# Work order A:
Please update the stretch of the essay on gratitude from "I have come" through "than English class.", changing "high schoolers" to "college students".
# Work order B:
According to the essay on gratitude, how long was the writer unable to get any grant to support the writing?
[Excerpted text — start]
I have come to see gratitude as primary among the spiritual virtues, the wellspring, as it were. I also think it makes a suitable subject for my last column in the Faith Matters series.

Gratitude is very much a part of the writing process, but unfortunately much of it is hidden from the reader, who encounters a finished poem or story but not all the pages full of false starts and scribbled revisions. Once, as an instructional tool, I read from Dakota to a group of high schoolers as I stood next to a pile of manuscript pages that came almost to my waist. I showed them pages marked with sharp comments from my editor (“this sounds fatuous,” “this doesn’t go anywhere”) and also the intense, line-by-line workings of a copy editor. My audience was fascinated but appalled. All of a sudden writing, which had seemed so romantic, came to look far worse than English class.

Whenever I am subjected to a long introduction listing my “successes” as a writer, particularly when facing an audience of writing students, I try to add the other side of the story--the fact that for 22 years, from the mid-1970s until the early 1990s, I was unable to get any kind of grant to support my writing. And I mention that I still get form rejection slips from magazines--surely the one constant for any writer amid the vagaries of the literary world. During those lean years, long before I had returned to church, I recognized that coping with my failures was a spiritual discipline, and that when other writers I knew received the grants I had applied for, I had to congratulate them. And I had to mean it.
[Excerpted text — finish]
[Data shown — start]
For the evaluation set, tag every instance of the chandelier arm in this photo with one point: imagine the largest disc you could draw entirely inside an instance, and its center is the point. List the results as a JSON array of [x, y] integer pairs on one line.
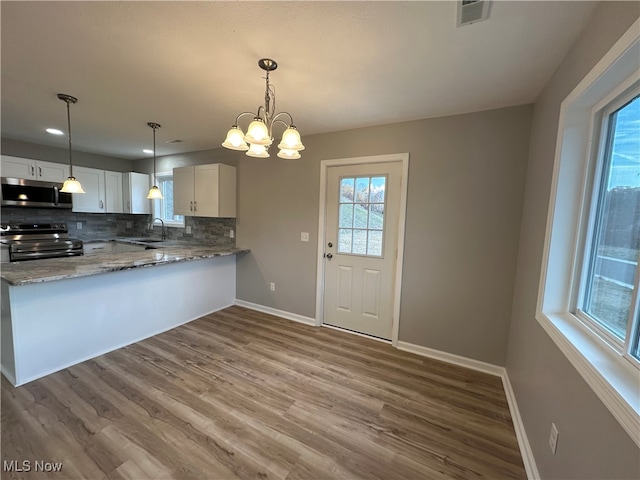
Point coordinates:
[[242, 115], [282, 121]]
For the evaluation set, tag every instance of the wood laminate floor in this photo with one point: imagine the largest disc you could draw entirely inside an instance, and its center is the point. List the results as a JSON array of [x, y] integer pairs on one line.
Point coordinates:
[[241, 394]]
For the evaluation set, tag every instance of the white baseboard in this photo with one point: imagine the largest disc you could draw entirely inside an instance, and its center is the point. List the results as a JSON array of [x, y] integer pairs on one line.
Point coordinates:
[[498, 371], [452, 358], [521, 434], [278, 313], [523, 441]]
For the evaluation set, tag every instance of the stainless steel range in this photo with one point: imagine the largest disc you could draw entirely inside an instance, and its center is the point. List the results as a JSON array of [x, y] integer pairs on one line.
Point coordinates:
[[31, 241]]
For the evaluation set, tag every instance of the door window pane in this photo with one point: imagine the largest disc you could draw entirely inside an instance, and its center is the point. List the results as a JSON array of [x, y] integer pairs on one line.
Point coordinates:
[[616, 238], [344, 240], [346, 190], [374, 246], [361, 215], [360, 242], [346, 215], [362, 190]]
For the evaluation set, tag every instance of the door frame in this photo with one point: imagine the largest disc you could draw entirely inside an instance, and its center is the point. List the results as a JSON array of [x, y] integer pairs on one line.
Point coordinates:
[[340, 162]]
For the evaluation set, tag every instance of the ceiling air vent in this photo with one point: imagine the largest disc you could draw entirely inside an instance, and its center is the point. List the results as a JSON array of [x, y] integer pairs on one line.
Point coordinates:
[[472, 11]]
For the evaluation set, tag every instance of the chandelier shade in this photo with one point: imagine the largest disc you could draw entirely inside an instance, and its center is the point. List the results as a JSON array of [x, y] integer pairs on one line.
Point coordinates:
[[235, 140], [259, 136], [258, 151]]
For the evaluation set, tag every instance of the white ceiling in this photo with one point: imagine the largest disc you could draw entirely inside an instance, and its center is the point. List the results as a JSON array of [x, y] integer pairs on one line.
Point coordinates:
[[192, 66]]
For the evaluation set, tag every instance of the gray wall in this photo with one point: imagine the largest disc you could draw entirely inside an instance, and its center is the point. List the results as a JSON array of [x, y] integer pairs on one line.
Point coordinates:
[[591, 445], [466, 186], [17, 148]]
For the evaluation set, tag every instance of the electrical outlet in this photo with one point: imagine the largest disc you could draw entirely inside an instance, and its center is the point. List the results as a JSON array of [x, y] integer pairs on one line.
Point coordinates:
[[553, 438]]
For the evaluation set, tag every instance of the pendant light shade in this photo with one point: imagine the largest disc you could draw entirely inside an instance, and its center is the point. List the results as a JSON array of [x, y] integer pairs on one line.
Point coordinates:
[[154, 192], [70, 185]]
[Data shown — finish]
[Data shown — start]
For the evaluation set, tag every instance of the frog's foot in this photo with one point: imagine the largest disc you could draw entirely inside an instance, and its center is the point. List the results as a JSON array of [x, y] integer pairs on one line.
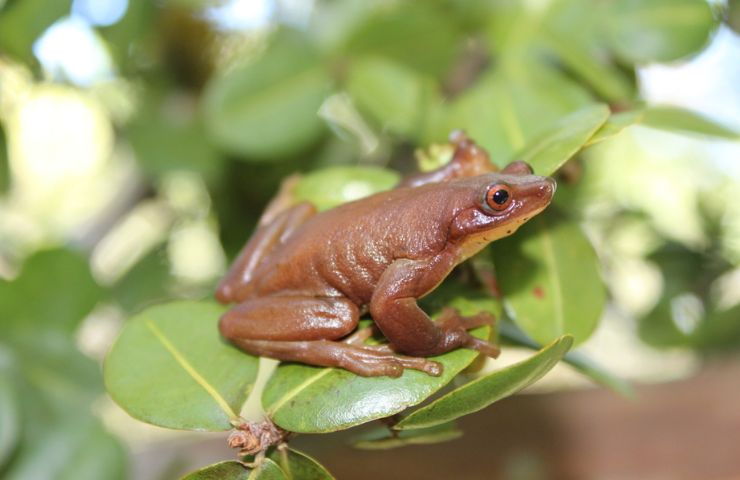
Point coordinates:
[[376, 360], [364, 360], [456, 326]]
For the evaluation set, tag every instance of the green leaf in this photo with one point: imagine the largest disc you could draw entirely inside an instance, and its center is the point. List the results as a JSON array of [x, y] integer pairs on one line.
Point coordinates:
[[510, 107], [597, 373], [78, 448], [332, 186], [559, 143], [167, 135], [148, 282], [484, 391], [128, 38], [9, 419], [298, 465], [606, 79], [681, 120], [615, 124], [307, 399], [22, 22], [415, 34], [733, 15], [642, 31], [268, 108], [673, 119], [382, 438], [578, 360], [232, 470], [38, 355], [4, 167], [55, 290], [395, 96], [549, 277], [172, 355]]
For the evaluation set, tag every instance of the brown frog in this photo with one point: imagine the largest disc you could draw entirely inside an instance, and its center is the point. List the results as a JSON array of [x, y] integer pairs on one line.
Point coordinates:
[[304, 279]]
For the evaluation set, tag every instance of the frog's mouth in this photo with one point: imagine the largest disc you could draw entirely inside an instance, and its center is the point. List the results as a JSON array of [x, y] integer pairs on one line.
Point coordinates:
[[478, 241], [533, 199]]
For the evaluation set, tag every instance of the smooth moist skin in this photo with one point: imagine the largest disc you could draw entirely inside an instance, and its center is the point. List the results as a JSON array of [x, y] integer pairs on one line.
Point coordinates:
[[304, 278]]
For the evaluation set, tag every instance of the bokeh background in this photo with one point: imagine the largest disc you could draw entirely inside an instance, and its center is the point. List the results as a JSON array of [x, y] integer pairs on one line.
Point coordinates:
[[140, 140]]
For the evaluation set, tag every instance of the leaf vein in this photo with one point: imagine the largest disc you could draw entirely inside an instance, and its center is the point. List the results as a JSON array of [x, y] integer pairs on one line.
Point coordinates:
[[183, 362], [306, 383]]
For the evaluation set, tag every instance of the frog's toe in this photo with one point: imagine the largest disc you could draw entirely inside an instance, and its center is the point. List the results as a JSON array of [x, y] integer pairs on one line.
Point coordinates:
[Data shown — finish]
# Exercise output A:
I have come to see gratitude as primary among the spiritual virtues, the wellspring, as it were. I also think it makes a suitable subject for my last column in the Faith Matters series.

Gratitude is very much a part of the writing process, but unfortunately much of it is hidden from the reader, who encounters a finished poem or story but not all the pages full of false starts and scribbled revisions. Once, as an instructional tool, I read from Dakota to a group of college students as I stood next to a pile of manuscript pages that came almost to my waist. I showed them pages marked with sharp comments from my editor (“this sounds fatuous,” “this doesn’t go anywhere”) and also the intense, line-by-line workings of a copy editor. My audience was fascinated but appalled. All of a sudden writing, which had seemed so romantic, came to look far worse than English class.

# Exercise output B:
For 22 years, from the mid-1970s until the early 1990s.